--- Begin Supplied records ---
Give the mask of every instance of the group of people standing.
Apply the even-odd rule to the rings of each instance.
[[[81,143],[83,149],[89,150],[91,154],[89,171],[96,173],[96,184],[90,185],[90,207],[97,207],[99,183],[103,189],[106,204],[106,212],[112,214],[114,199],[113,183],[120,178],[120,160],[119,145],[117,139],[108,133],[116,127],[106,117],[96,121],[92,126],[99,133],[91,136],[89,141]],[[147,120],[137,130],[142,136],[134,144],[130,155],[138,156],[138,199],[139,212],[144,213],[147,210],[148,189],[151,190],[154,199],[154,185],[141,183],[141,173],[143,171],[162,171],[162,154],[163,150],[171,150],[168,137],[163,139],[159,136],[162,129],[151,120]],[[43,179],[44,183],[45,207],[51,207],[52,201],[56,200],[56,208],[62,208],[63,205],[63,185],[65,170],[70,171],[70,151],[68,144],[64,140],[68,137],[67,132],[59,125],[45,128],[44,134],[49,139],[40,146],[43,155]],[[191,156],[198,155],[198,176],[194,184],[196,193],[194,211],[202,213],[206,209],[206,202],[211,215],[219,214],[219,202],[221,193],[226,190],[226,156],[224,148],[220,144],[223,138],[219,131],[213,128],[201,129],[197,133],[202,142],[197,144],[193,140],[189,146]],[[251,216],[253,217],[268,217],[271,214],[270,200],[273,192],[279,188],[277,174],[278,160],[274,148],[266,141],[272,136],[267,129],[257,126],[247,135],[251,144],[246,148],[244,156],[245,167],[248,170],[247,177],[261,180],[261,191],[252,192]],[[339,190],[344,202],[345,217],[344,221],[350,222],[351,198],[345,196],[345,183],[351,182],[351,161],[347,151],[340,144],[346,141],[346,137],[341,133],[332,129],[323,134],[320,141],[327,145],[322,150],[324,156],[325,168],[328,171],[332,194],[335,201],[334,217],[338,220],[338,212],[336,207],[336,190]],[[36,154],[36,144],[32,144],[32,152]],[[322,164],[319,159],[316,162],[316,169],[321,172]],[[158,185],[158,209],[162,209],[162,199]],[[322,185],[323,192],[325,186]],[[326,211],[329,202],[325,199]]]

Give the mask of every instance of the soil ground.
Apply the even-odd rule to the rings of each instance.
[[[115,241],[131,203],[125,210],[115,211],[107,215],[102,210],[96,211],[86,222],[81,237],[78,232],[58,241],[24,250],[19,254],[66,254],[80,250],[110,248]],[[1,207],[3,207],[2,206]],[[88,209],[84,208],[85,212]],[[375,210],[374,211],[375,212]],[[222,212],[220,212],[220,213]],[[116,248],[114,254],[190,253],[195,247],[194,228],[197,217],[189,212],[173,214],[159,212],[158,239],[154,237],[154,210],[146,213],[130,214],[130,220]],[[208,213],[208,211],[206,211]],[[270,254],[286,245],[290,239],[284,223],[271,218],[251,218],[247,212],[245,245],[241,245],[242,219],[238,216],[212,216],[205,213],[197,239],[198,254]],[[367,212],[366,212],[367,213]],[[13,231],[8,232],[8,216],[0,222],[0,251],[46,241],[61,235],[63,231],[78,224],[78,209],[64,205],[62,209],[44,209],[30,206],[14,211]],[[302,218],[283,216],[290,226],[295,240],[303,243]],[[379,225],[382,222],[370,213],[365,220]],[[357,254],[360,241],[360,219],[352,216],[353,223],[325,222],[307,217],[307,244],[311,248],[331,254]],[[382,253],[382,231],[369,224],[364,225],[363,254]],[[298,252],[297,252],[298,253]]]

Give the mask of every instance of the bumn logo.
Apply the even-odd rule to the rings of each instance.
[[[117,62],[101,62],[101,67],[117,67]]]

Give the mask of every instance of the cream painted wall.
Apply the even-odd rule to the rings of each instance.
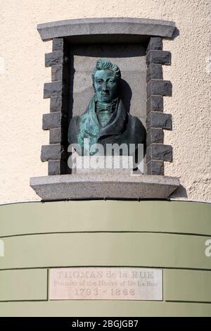
[[[41,117],[49,100],[42,96],[51,81],[44,54],[51,42],[41,40],[37,25],[110,16],[176,22],[179,35],[164,42],[172,55],[164,79],[173,85],[172,97],[165,98],[173,131],[165,132],[165,143],[174,149],[165,174],[180,177],[188,199],[211,200],[210,10],[210,0],[0,0],[0,203],[39,200],[30,177],[47,174],[39,157],[48,144]]]

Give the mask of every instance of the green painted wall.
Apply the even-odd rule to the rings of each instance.
[[[0,206],[0,316],[211,316],[211,204],[89,201]],[[49,269],[163,270],[163,301],[49,301]]]

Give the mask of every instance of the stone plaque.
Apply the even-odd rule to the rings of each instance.
[[[68,268],[50,270],[50,300],[162,300],[160,269]]]

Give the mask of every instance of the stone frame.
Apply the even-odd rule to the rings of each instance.
[[[49,145],[41,147],[41,160],[48,161],[49,175],[68,173],[67,130],[70,77],[67,42],[144,42],[146,44],[146,166],[148,175],[164,175],[164,161],[172,161],[172,148],[163,144],[163,130],[172,130],[172,116],[163,113],[163,96],[172,95],[172,84],[163,80],[162,65],[171,64],[171,54],[162,51],[162,38],[172,37],[173,22],[139,18],[68,20],[39,25],[42,40],[53,40],[45,55],[51,67],[51,82],[44,84],[44,97],[50,98],[50,113],[43,115]]]

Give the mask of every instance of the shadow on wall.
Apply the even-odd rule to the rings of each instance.
[[[171,198],[187,198],[188,194],[187,194],[186,189],[184,186],[179,185],[179,187],[172,193],[170,197]]]
[[[122,99],[125,110],[127,113],[130,111],[130,104],[132,97],[132,91],[126,80],[120,79],[119,87],[120,96]]]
--- End Supplied records ---
• _Directions_:
Rewrite the records from the line containing "Give the mask of every instance of the green" through the end of the records as a Markdown table with the columns "No." and "Record Line", skipping blank lines.

• _Correct response_:
| No. | Record Line |
|---|---|
| 1 | Give the mask of every instance of the green painted wall. |
| 2 | Apply the even-odd rule to the rings of each instance. |
| 3 | [[[0,206],[0,316],[211,316],[211,204],[89,201]],[[49,269],[163,270],[163,301],[49,301]]] |
| 4 | Give the mask of every instance of the stone plaque. |
| 5 | Apply the even-odd rule to the rings of each instance. |
| 6 | [[[68,268],[50,270],[50,300],[162,300],[160,269]]] |
| 7 | Give the mask of every instance of the stone frame. |
| 8 | Apply the even-odd rule to the rings of each instance. |
| 9 | [[[49,145],[41,147],[41,160],[48,161],[49,175],[68,173],[67,130],[70,77],[67,42],[144,42],[146,44],[146,166],[148,175],[164,175],[164,161],[172,161],[172,148],[163,144],[163,130],[172,130],[172,116],[163,113],[163,96],[172,95],[172,84],[163,80],[162,65],[171,64],[171,54],[162,51],[162,38],[172,37],[173,22],[139,18],[68,20],[39,25],[42,40],[53,40],[45,55],[51,67],[51,82],[44,84],[44,97],[50,98],[50,113],[43,115]]] |
| 10 | Give the mask of every instance of the shadow on wall. |
| 11 | Apply the even-odd rule to the rings of each instance. |
| 12 | [[[171,198],[187,198],[188,194],[187,194],[186,189],[184,186],[179,185],[179,187],[172,193],[170,197]]] |
| 13 | [[[122,99],[125,110],[127,113],[130,111],[130,104],[132,97],[132,91],[126,80],[120,79],[119,87],[120,96]]] |